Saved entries

• • •

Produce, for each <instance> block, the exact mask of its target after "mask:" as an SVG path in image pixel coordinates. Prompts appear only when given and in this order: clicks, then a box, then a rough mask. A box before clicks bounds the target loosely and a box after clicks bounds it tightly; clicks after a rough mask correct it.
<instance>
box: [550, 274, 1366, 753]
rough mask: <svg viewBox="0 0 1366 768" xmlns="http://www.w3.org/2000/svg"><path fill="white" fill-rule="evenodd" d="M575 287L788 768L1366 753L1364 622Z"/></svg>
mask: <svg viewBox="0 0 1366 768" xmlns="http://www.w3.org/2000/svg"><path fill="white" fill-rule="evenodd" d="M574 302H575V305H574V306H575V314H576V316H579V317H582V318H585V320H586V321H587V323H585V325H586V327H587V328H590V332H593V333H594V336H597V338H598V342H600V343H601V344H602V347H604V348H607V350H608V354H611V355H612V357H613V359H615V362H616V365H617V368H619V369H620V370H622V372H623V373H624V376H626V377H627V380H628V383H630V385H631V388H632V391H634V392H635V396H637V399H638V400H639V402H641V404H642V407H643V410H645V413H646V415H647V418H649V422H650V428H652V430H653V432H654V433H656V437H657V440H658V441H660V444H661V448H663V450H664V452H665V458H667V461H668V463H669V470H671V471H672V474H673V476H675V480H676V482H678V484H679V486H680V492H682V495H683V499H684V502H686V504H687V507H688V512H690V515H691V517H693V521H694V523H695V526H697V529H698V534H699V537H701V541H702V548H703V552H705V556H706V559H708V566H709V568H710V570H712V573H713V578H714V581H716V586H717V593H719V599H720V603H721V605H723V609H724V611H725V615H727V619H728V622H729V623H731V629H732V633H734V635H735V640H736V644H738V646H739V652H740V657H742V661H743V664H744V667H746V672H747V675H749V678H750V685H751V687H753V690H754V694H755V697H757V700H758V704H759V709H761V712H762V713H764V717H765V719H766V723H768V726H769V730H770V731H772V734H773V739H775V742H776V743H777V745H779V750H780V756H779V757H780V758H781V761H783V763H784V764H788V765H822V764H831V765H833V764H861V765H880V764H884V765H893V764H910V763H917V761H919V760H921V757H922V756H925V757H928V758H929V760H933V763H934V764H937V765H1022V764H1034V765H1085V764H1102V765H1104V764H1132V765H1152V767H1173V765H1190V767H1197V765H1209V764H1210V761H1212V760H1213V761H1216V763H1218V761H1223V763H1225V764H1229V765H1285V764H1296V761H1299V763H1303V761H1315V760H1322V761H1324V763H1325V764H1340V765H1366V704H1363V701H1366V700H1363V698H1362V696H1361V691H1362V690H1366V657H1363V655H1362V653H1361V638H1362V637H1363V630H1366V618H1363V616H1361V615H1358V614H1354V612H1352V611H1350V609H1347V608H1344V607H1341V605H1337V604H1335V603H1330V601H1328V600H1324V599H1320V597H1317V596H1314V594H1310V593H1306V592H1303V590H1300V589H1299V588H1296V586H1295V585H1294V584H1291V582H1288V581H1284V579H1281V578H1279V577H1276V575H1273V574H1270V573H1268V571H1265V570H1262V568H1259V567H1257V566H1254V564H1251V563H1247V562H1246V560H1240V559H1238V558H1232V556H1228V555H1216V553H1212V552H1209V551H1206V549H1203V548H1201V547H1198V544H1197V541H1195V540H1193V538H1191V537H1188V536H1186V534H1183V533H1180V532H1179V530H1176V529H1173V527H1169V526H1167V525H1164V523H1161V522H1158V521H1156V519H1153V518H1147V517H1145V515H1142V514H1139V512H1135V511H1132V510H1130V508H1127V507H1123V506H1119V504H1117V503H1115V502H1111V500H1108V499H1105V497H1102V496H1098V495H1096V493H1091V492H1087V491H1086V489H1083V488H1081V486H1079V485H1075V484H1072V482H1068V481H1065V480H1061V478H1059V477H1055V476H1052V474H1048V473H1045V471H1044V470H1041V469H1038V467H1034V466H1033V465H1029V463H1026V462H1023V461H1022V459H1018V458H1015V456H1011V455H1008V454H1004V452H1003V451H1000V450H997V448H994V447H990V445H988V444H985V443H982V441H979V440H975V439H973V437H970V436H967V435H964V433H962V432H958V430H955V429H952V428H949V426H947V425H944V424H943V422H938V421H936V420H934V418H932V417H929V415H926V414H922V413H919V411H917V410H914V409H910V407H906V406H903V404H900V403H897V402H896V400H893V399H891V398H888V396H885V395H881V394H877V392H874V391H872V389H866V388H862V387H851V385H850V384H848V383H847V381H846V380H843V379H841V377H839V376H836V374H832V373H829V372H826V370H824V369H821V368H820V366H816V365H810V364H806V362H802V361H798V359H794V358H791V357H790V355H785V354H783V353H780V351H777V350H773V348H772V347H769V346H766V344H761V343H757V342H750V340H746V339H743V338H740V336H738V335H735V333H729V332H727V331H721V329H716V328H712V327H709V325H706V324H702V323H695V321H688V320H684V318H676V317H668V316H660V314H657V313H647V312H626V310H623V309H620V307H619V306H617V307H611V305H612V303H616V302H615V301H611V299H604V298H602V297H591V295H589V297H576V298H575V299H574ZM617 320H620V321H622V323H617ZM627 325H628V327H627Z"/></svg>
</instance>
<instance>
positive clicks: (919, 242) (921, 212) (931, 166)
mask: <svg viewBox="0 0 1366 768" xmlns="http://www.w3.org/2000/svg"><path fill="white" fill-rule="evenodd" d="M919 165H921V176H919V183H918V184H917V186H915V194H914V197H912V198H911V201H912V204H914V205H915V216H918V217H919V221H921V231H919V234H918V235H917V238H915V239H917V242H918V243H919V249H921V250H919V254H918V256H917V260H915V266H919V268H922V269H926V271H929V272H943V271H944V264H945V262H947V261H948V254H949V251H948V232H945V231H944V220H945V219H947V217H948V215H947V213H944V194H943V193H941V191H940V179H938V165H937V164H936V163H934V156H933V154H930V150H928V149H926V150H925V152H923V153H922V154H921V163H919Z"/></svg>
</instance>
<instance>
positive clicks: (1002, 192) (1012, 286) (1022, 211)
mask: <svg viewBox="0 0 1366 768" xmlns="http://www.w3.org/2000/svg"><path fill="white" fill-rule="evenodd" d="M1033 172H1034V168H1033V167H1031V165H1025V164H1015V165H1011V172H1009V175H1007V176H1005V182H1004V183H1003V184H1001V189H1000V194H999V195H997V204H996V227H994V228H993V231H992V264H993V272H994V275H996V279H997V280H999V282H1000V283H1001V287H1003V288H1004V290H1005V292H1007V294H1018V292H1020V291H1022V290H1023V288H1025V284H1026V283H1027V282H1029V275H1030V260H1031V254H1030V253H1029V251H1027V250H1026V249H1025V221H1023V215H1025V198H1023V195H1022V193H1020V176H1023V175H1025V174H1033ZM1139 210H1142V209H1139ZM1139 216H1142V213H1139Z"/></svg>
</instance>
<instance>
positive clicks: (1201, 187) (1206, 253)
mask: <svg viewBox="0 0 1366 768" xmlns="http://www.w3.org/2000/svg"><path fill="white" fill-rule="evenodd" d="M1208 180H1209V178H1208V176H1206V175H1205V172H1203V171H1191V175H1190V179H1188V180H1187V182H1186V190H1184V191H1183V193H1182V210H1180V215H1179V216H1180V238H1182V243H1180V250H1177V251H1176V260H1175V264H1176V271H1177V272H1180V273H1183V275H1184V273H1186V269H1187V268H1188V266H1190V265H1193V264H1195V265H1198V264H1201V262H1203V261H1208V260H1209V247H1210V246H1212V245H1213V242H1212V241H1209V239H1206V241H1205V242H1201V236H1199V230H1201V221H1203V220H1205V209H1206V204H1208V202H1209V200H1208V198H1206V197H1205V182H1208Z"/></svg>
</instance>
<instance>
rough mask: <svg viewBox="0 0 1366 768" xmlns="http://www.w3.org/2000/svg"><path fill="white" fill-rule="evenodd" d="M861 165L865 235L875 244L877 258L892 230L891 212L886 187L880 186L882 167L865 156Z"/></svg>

• • •

In the reply, include exactly the lines from the beginning of the entries above through the line holding "box: [550, 274, 1366, 753]", and nothing besides.

Produce, for each <instance> block, the exact mask of its target after "mask:" as an SVG path in image pixel coordinates. Prompts appear only when given and in this order: clicks, then a box, then a rough mask. A box before clicks bounds the target loosely and a box after clicks bounds it tightly; clicks after a rough mask correct it.
<instance>
box: [550, 274, 1366, 753]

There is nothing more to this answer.